EXTRACT PROVIDED |
————

Courage at Twilight: My Enormous Salads

While I love to cook and eat an exotic French meal, I often opt for a salad for dinner.  The raw vegetables are good for my gut.  But mine is no ordinary salad.  Dad says my salads are the most gorgeous salads ever made.  Of course, I use the standard lettuce, celery, cucumber, carrot, and tomato.  Then I add diced apples, raisins, roasted mixed nuts, avocado, slices of hard-boiled egg, and ground flax.  (I leave out bell peppers and onions.)  Toss it all with salt, balsamic vinegar, and olive oil, and I have a wonderful (and large) bowl of salad for dinner.  I always make extra, offering some to Mom and Dad.  I even prefer this tasty salad over a good burger and fries.  It is so full of wonderful complementary colors, flavors, and textures.  I can eat as much of it as I want.  And after eating, I don’t feel like I have swallowed a hamburger bowling ball.

 

(Image by Jill Wellington from Pixabay)

Courage at Twilight: Visit to the Dentist

Mom and Dad drove themselves to the dentist office for their annual checkups and cleanings. They came home happy to report that they had no cavities or other problems.  Dad’s first visit to the dentist was at age 15, circa 1951, by which time several teeth were in bad shape.  His mother sent him to the dentist with a $5 bill, which the dentist took, along with four teeth.  “Going to the dentist was a luxury,” he explained, a luxury his single mother, emptying waste baskets at night in the Kearns Building downtown Salt Lake City, could not afford.  More than a decade later, when he had a job and dental insurance, “Doc” Nicholas made bridges to fill the gaps—implants weren’t a thing.  Mom took her first trip to the dentist at age seven, by which time she had several large cavities to be filled.  She remembers the agony of the dentist grinding for what seemed forever with a slow rotary tool, and no Novocain.  She had to just sit there, a prisoner in the chair, and suffer through it—what was the alternative?  Thereafter, Mom was taken to dear Uncle Harvey, a new dentist who always smiled and laughed and made you feel good about life.  Today, Mom and Dad came home cavity-free and in good spirits.  Mom reported how kind the hygienist staff were on this visit.  “Sometimes they just jab you, and it hurts, but my hygienist today was so nice and gentle.”  Next month it is my turn to see the dreaded dentist.  I wish “Doc” were still around.

————

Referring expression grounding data
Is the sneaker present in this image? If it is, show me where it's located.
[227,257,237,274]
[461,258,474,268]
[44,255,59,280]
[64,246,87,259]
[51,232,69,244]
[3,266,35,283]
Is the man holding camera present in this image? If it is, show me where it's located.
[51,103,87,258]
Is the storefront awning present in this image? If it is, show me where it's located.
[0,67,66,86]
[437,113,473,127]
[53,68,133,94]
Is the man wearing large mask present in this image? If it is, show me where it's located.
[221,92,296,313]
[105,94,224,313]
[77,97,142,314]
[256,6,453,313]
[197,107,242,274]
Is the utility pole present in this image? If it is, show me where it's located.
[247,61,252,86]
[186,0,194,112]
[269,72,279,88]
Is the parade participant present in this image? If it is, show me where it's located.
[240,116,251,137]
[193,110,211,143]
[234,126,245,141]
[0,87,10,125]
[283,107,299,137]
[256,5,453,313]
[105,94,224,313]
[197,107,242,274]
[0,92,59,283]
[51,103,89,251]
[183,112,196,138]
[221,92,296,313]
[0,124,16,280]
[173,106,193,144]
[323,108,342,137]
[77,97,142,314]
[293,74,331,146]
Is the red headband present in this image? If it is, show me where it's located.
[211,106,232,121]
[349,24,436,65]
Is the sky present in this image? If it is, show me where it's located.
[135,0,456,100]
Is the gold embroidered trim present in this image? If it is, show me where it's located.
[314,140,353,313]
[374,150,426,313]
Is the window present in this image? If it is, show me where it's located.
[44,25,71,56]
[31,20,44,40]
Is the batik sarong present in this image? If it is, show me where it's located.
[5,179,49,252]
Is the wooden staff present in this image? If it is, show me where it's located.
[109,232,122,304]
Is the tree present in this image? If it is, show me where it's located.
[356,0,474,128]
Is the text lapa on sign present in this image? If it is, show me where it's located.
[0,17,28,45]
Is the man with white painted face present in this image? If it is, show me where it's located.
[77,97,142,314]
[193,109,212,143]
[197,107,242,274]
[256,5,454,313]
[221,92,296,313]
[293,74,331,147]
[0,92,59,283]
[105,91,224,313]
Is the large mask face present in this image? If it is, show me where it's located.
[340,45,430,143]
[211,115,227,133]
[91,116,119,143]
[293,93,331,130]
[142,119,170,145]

————

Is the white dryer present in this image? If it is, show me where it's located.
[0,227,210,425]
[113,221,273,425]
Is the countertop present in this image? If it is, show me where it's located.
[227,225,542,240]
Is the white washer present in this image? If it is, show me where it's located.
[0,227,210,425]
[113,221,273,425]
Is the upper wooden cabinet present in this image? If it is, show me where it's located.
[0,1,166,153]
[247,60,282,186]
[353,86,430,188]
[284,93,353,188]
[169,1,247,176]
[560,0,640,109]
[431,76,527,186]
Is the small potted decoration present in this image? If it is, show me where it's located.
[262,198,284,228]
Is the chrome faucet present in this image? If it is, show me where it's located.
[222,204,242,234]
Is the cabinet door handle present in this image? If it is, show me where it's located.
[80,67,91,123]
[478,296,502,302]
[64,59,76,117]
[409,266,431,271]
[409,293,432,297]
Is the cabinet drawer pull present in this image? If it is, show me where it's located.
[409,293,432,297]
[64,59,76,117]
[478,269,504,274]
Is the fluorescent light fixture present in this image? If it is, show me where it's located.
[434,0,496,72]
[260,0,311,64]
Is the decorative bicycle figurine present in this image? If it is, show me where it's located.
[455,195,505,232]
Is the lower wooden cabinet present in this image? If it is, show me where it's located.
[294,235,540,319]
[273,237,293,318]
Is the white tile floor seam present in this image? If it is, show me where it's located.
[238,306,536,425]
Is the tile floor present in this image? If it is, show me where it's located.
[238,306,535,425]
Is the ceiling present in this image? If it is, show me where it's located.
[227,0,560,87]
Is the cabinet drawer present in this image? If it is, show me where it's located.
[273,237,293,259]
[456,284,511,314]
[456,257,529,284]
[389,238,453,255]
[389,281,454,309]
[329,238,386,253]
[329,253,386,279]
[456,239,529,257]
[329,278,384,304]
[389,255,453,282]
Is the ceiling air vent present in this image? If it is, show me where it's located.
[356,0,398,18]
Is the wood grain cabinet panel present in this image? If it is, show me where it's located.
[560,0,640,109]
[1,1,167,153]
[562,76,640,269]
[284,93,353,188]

————

REQUIRED ACTIONS |
a) In the Courage at Twilight posts, which ingredients go into the salad after the standard vegetables and before it is tossed?
b) Carry on the Courage at Twilight posts from their final sentence.

TASK RESULTS |
a) Diced apples, raisins, roasted mixed nuts, avocado, slices of hard-boiled egg, and ground flax.

b)
 

(Image from Pinterest.  Used pursuant to the Fair Use doctrine.)

Courage at Twilight: Waiting to See the Urologist

Mom received a letter that Dad’s urologist had retired, and to call for an appointment with the new urologist.  She called in July for an appointment in September.  Arriving home late from work, I saw immediately how exhausted Mom and Dad both were after their appointment.  They told me they had waited for over an hour to be seen by the doctor.  I felt immediately furious that people who were old and feeble and sick were made to wait an hour past their scheduled time.  The exertion of waiting, compounding the exertion of getting to and from the office, left them spent and sick.  I sent a complaint to the practice, telling them it is negligent to make such patients wait so long to be seen, the wait itself worsening their conditions.  I have prevailed upon Mom to make future appointments for a day and time when I can take them.  I am going to have to demand they be seen promptly and not made to wait.  Being fragile, the last thing they need is the irony of their care providers jeopardizing their patients by leaving them waiting in exhaustion for their care.  I am curious to see if the practice will be defensive or will acknowledge they could have and should have done better, and will do better next time.  Fortunately, the care they finally received was acceptable.  And a next time may not be necessary.  The doctor said to Dad, “Look, you’re 86.  If you don’t have prostate cancer by now, you never will.  You don’t need to see me again unless something changes.”  He renewed Dad’s prescription in perpetuity.  True to their character, Mom and Dad did not complain but graciously accepted the blessing of that being Dad’s last visit to the urologist.